--- TASK REQUIREMENTS ---
Can you repeat the forum thread about holes in peaches from "## Windy in" up to and including "the damaged portions.", swapping "fruit" for "peach"?

--- EXTRACT PROVIDED ---
((

# Tiny holes in my peaches...



## whinnyninny (Aug 17, 2005)

My peaches should be ripening very soon, I think. However, there a very small holes on some of them, probably due to bugs or something. Are they still okay to harvest and can?


----------



## Spinner (Jul 19, 2003)

Could be a bug took a bite and moved on or it could be a worm inside. They are fine to harvest and use. Just cut it open and if a worm is in there cut that part off. Then slice the good part and continue on as usual. 

We always used them and I'm still alive. I'd be more worried about the pesticides on store bought than a worm in a home grown.


----------



## whinnyninny (Aug 17, 2005)

I've never seen worms... the only pests I've seen in my orchard are wasps and birds.

Peaches are the only thing I'm able to harvest this year (no fruit on any of the other trees despite lots of blossoms), so I'm looking forward to harvesting them!


----------



## Windy in Kansas (Jun 16, 2002)

An insect stings the fruit and deposits their eggs. You can expect to find damage inside the fruit. Still edible once you cut away the damaged portions.

))

--- GIVEN INFORMATION ---
((

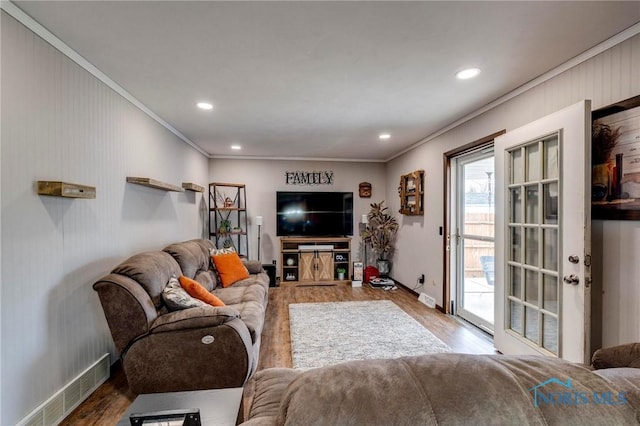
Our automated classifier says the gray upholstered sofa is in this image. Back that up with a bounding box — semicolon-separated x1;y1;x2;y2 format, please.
243;344;640;426
93;240;269;393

))

--- EXPECTED ANSWER ---
## Windy in Kansas (Jun 16, 2002)

An insect stings the peach and deposits their eggs. You can expect to find damage inside the peach. Still edible once you cut away the damaged portions.